Disaster Response Pipeline Project

To analyze disaster data from Figure Eight to build a model for an API that classifies disaster messages.

A Udacity Data Scientist Nanodegree Project

Installation
Project Motivation
Execution
File Descriptions
Results
Licensing, Authors, and Acknowledgements

Installation

Python 3.5+ (I used Python 3.6)
Machine Learning Libraries: NumPy, SciPy, Pandas, Sciki-Learn
Natural Language Process Libraries: NLTK
SQLlite Database Libraqries: SQLalchemy
Web App and Data Visualization: Flask, Plotly

Execution

Run the following commands in the project's root directory to set up your database and model.
- To run ETL pipeline that cleans data and stores in database python data/process_data.py data/disaster_messages.csv data/disaster_categories.csv data/DisasterResponse.db
- To run ML pipeline that trains classifier and saves python models/train_classifier.py data/DisasterResponse.db models/classifier.pkl
Run the following command in the app's directory to run your web app. python run.py
Go to http://0.0.0.0:3001/

Project Motivation

There are three components for this project.

****

PROBLEMS TO WORK ON —
A - Answer these from the disaster response pipeline README:
(i) Which Python version did the author use?
(ii) Which file does the ML pipeline save the trained classifier to?
(iii) Which address should be opened after the web app is started?
B - Continue the disaster response pipeline README from its last sentence.
The material that comes after this text has no connection to it.

DATA LINES —
****

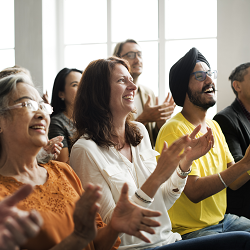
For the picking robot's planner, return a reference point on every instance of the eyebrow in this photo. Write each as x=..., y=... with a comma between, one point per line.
x=26, y=97
x=23, y=97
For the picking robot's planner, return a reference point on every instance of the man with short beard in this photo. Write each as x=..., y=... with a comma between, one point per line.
x=148, y=112
x=201, y=208
x=234, y=121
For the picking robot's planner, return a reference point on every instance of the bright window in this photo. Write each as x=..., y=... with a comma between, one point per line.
x=92, y=28
x=7, y=41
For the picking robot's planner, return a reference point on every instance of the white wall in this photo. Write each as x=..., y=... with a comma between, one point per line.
x=36, y=40
x=233, y=44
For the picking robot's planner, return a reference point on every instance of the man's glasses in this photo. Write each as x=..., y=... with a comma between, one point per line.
x=33, y=106
x=132, y=54
x=202, y=75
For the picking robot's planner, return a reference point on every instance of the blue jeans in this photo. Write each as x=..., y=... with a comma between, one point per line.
x=225, y=241
x=231, y=223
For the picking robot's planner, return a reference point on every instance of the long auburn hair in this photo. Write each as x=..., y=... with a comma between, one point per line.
x=92, y=116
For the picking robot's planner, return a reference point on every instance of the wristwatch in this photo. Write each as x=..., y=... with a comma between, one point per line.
x=181, y=172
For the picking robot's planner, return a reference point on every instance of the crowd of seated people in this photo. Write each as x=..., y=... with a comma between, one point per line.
x=134, y=197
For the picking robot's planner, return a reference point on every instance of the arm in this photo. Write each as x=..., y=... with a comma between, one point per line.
x=199, y=188
x=128, y=218
x=17, y=226
x=231, y=133
x=85, y=167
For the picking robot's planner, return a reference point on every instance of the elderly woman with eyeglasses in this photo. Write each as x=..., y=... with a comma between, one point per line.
x=111, y=150
x=24, y=122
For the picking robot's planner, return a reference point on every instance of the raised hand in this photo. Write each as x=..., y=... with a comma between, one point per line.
x=45, y=97
x=85, y=213
x=198, y=147
x=157, y=113
x=132, y=219
x=170, y=158
x=16, y=226
x=54, y=146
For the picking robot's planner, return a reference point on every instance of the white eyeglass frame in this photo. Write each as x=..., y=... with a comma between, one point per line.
x=34, y=106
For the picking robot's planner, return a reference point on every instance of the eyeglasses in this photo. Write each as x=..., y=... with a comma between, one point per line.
x=202, y=75
x=132, y=54
x=33, y=106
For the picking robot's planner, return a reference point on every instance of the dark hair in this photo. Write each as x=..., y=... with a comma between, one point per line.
x=119, y=46
x=238, y=75
x=59, y=85
x=92, y=116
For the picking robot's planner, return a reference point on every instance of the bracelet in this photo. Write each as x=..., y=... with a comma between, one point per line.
x=222, y=181
x=141, y=199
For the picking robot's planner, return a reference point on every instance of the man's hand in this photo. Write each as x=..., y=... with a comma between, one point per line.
x=16, y=226
x=132, y=219
x=157, y=113
x=85, y=213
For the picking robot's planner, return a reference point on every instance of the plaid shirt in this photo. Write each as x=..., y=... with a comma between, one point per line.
x=246, y=113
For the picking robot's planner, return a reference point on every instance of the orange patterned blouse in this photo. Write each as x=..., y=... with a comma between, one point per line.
x=55, y=201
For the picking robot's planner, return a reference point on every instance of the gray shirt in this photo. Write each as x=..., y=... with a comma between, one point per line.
x=61, y=125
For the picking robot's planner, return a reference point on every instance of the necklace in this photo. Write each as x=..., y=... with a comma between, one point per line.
x=129, y=169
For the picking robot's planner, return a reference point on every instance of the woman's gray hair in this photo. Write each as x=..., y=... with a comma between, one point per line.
x=7, y=85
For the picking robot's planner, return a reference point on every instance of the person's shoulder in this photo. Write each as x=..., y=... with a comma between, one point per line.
x=174, y=124
x=227, y=112
x=213, y=124
x=58, y=167
x=87, y=144
x=145, y=89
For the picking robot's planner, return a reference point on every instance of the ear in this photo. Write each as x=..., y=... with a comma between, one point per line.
x=61, y=94
x=237, y=86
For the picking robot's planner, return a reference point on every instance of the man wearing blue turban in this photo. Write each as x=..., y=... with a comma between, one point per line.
x=201, y=208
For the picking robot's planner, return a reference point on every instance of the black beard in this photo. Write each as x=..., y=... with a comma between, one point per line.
x=196, y=100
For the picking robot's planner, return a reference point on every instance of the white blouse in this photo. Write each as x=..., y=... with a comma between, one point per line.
x=111, y=170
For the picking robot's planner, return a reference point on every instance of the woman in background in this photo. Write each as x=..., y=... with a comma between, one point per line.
x=111, y=150
x=70, y=217
x=63, y=95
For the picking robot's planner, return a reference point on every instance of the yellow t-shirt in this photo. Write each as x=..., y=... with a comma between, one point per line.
x=185, y=215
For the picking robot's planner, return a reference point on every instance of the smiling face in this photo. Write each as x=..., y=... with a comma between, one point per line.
x=136, y=64
x=243, y=87
x=23, y=127
x=71, y=85
x=122, y=91
x=201, y=94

****

TASK-BY-TASK ANSWERS —
A -
(i) Python 3.6
(ii) models/classifier.pkl
(iii) http://0.0.0.0:3001/

B -
ETL Pipeline

In a Python script, process_data.py, write a data cleaning pipeline that:
Loads the messages and categories datasets
Merges the two datasets
Cleans the data
Stores it in a SQLite database

ML Pipeline

In a Python script, train_classifier.py, write a machine learning pipeline that:
Loads data from the SQLite database
Splits the dataset into training and test sets
Builds a text processing and machine learning pipeline
Trains and tunes a model using GridSearchCV
Outputs results on the test set
Exports the final model as a pickle file

Flask Web App

Adding data visualizations using Plotly in the web app.

File Descriptions

ETL Pipeline Preparation.ipynb : This notebook will help you to go through initial thought process behind ETL part of this project and how different procedure were tried and tested. The final outcome of this notebook is used to create process_data.py file.
ML Pipeline Preparation.ipynb : This jupyter notebook will help to understand, why and how a particular machine learning algorithm were choosen. This jupyter notebook represent initial thought process for creating a model pipeline. The final outcome of this notebook is used to create train_classifier.py file.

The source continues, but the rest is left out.